▶ [What to produce] Restate the records in their entirety, word for word.

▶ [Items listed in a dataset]

☆ ☆ ☆ ☆ ☆ ☆ ☆

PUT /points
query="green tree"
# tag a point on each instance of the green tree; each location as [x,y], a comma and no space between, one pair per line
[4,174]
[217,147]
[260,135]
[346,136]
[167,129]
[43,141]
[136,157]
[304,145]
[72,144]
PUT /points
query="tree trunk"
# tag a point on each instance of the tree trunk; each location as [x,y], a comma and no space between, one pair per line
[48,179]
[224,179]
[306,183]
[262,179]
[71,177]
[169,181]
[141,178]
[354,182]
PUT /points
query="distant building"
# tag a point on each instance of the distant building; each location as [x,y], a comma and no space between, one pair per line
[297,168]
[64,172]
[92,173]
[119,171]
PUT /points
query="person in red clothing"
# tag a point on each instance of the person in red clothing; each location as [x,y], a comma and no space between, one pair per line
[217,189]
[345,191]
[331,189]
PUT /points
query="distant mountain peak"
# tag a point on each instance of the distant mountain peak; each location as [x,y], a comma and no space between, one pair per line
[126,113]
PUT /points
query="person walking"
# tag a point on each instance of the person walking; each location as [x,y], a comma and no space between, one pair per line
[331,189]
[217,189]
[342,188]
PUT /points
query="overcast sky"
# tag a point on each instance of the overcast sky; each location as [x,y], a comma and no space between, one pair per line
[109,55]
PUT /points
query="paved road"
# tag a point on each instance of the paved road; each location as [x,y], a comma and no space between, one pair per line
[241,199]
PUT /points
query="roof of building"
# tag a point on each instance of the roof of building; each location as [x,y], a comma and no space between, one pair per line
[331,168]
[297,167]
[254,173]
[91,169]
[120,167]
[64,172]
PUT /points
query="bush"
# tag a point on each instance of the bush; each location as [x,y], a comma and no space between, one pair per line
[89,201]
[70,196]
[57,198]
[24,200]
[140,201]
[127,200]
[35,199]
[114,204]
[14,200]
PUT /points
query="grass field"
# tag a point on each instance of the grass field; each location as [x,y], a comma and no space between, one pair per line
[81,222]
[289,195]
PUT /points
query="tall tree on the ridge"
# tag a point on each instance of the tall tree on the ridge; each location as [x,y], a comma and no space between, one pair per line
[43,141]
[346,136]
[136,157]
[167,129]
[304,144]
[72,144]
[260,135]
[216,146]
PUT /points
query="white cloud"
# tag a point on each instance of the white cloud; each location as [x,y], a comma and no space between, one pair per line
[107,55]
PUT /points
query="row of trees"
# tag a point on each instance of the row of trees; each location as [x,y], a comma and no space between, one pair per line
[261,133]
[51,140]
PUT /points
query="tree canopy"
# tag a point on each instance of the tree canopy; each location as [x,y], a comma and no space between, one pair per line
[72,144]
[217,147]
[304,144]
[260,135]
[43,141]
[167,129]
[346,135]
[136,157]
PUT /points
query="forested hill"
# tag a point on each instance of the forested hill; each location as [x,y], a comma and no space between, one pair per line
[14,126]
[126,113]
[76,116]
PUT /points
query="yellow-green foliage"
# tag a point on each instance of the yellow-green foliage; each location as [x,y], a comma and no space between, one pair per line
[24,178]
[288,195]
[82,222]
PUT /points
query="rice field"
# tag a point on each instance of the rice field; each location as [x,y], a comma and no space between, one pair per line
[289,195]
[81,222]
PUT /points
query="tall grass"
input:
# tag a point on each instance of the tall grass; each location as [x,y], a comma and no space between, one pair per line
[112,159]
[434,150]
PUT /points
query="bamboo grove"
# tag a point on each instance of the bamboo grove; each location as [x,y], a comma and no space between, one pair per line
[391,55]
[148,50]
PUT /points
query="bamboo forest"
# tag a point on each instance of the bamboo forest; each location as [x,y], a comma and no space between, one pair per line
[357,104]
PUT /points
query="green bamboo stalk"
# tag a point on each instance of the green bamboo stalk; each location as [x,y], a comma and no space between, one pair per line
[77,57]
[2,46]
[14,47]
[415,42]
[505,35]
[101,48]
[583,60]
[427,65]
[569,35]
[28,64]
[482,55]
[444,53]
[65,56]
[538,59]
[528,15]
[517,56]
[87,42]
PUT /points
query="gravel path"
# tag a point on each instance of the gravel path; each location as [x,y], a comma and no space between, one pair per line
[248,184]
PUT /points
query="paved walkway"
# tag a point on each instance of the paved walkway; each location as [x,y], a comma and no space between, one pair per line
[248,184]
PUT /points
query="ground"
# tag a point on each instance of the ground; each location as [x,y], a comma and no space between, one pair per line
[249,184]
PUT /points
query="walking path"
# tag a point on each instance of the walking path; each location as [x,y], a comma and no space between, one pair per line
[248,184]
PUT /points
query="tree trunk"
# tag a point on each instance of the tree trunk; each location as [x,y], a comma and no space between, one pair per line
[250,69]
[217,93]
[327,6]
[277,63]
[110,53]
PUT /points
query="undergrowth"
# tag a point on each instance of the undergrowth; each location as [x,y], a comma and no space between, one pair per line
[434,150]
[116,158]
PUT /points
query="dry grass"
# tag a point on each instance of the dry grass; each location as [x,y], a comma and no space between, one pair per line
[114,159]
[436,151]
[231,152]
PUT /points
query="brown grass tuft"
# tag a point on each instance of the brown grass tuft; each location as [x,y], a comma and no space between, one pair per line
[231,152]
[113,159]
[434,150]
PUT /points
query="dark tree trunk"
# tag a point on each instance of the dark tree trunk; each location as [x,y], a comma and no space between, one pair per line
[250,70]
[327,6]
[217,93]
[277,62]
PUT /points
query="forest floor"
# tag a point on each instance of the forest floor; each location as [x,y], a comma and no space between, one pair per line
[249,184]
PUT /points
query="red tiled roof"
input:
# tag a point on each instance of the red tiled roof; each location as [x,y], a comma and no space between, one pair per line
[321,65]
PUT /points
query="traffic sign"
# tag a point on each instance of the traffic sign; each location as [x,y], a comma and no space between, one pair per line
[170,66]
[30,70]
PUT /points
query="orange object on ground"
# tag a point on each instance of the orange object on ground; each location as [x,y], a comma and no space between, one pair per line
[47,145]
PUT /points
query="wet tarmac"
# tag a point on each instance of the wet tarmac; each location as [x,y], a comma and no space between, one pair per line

☆ ☆ ☆ ☆ ☆ ☆ ☆

▶ [Response below]
PUT /points
query="green tree"
# tag a point on each instance of the green tree; each location as [x,y], a comma and no space between, one pair per line
[4,174]
[217,147]
[260,135]
[346,136]
[167,129]
[43,141]
[136,157]
[304,145]
[72,144]
PUT /points
query="tree trunk"
# tag a point on each instance of the tree trunk; each location as [x,y], a comma and no space between, one pair per line
[48,179]
[224,179]
[306,183]
[262,179]
[71,177]
[169,181]
[141,178]
[354,182]
PUT /points
query="distant building"
# tag a point on each instance of the distant building; each location as [x,y], a comma and no space between, one pair per line
[297,168]
[64,172]
[92,173]
[119,171]
PUT /points
query="person in red clothing"
# tag a point on each instance of the person in red clothing; each location as [x,y], a comma and no space between, one pair per line
[217,189]
[345,191]
[331,189]
PUT /points
query="distant mountain peak"
# tag a point on each instance of the distant mountain peak; each location as [x,y], a comma and no space between, one pair per line
[126,113]
PUT /points
query="person walking"
# tag a point on each instance of the person walking; each location as [x,y], a comma and no space between, one pair per line
[331,189]
[217,189]
[342,188]
PUT /points
query="overcast sky"
# tag a point on each instance of the overcast sky; each location as [x,y], a comma and no space between, one pair per line
[109,55]
PUT /points
query="paved road"
# tag a point on each instance of the paved road; each location as [x,y], a comma and no space between, one pair per line
[241,199]
PUT /points
query="roof of building"
# tag a point on each instance of the roof of building; each location as [x,y], a comma and no space between, one pair per line
[331,168]
[297,167]
[254,173]
[91,169]
[120,167]
[64,172]
PUT /points
query="bush"
# tag a point on each instance of the bush; each location as [x,y], a comma and no space between, one pair per line
[89,201]
[70,196]
[57,198]
[24,200]
[140,201]
[127,200]
[35,199]
[114,204]
[14,200]
PUT /points
query="grass field"
# tag a point on each instance of the grass field; each location as [x,y], a comma and no space between, one pair per line
[81,222]
[289,195]
PUT /points
query="tall tree on the ridge"
# tag a point on each instance of the tall tree on the ridge; each location as [x,y], a comma and no space between, one pair per line
[43,141]
[346,136]
[136,157]
[167,129]
[304,144]
[72,144]
[260,135]
[216,146]
PUT /points
query="white cloud"
# tag a point on each instance of the white cloud; each location as [x,y], a comma and no space between, one pair per line
[107,55]
PUT /points
query="row of trees"
# tag a point on each instance of the row of trees; each location as [x,y], a comma and no space between, one pair per line
[261,133]
[51,140]
PUT /points
query="tree canopy"
# tag a point on each instance of the tree canopy; each location as [x,y], a comma and no space between, one pair per line
[72,144]
[217,147]
[304,144]
[260,135]
[43,141]
[167,129]
[346,135]
[136,157]
PUT /points
query="forested hill"
# tag a point on each instance of the forested hill; each location as [x,y], a comma and no space between, one pair per line
[14,126]
[126,113]
[76,116]
PUT /points
query="yellow-green foliage"
# tag a point on each instance of the yellow-green foliage; each location as [x,y], a comma and no space between, one pair per line
[24,178]
[288,195]
[82,222]
PUT /points
query="rice field"
# tag a point on each instance of the rice field; each location as [x,y], a comma and no space between, one pair per line
[289,195]
[81,222]
PUT /points
query="tall grass"
input:
# tag a point on each instance of the tall grass; each location as [x,y], a comma and no space between, one pair per line
[112,159]
[434,150]
PUT /points
query="bamboo grove"
# tag a point on each instance of the bamboo grove; each location as [x,y], a comma and no space between, one pair per line
[391,55]
[148,50]
PUT /points
query="bamboo forest"
# tag a point on each instance of the bamboo forest; each location as [x,y], a comma and no space between, one pair per line
[357,104]
PUT /points
query="green bamboo stalk"
# tag a point on each instance of the green bamboo stalk; each location as [x,y], a comma and no space between, one pair per line
[77,57]
[2,46]
[14,47]
[415,42]
[505,35]
[101,48]
[583,60]
[427,65]
[569,35]
[28,64]
[482,55]
[444,53]
[65,56]
[538,59]
[528,15]
[517,56]
[87,42]
PUT /points
query="gravel path"
# tag a point on each instance of the gravel path; each location as [x,y], a comma and no space between, one pair per line
[248,184]
PUT /points
query="paved walkway"
# tag a point on each instance of the paved walkway; each location as [x,y], a comma and no space between, one pair per line
[248,184]
PUT /points
query="ground"
# tag a point on each instance of the ground; each location as [x,y], a comma and no space between, one pair per line
[249,184]
PUT /points
query="walking path"
# tag a point on each instance of the walking path; each location as [x,y], a comma and no space between, one pair per line
[248,184]
PUT /points
query="tree trunk"
# tag a point on each instance of the tree trunk; each location as [x,y], a comma and no space between, one pair per line
[250,69]
[217,93]
[327,6]
[277,63]
[110,53]
PUT /points
query="undergrowth"
# tag a point on each instance of the undergrowth; each location as [x,y], a comma and no space between, one pair per line
[434,150]
[116,158]
PUT /points
query="dry grass"
# tag a point on each instance of the dry grass; each location as [x,y], a comma and no space between, one pair per line
[114,159]
[436,151]
[231,152]
PUT /points
query="brown grass tuft"
# tag a point on each instance of the brown grass tuft; each location as [x,y], a comma and no space between, one pair per line
[231,152]
[113,159]
[434,150]
PUT /points
query="dark tree trunk"
# tag a point on each instance of the dark tree trunk; each location as [x,y], a comma and no space between, one pair per line
[250,70]
[327,6]
[217,93]
[277,62]
PUT /points
query="forest floor"
# tag a point on each instance of the forest floor; each location as [x,y], a comma and no space between, one pair per line
[249,184]
PUT /points
query="red tiled roof"
input:
# tag a point on each instance of the red tiled roof; each location as [x,y], a comma and no space between, one pair per line
[321,65]
PUT /points
query="traffic sign"
# tag a point on each instance of the traffic sign; each location as [x,y], a comma and no space between, one pair per line
[170,66]
[30,70]
PUT /points
query="orange object on ground"
# tag a point on each instance of the orange object on ground; each location as [x,y], a comma and no space between, one pair per line
[47,145]
PUT /points
query="wet tarmac"
# tag a point on each instance of the wet tarmac; each location as [x,y], a comma and no space between, one pair per line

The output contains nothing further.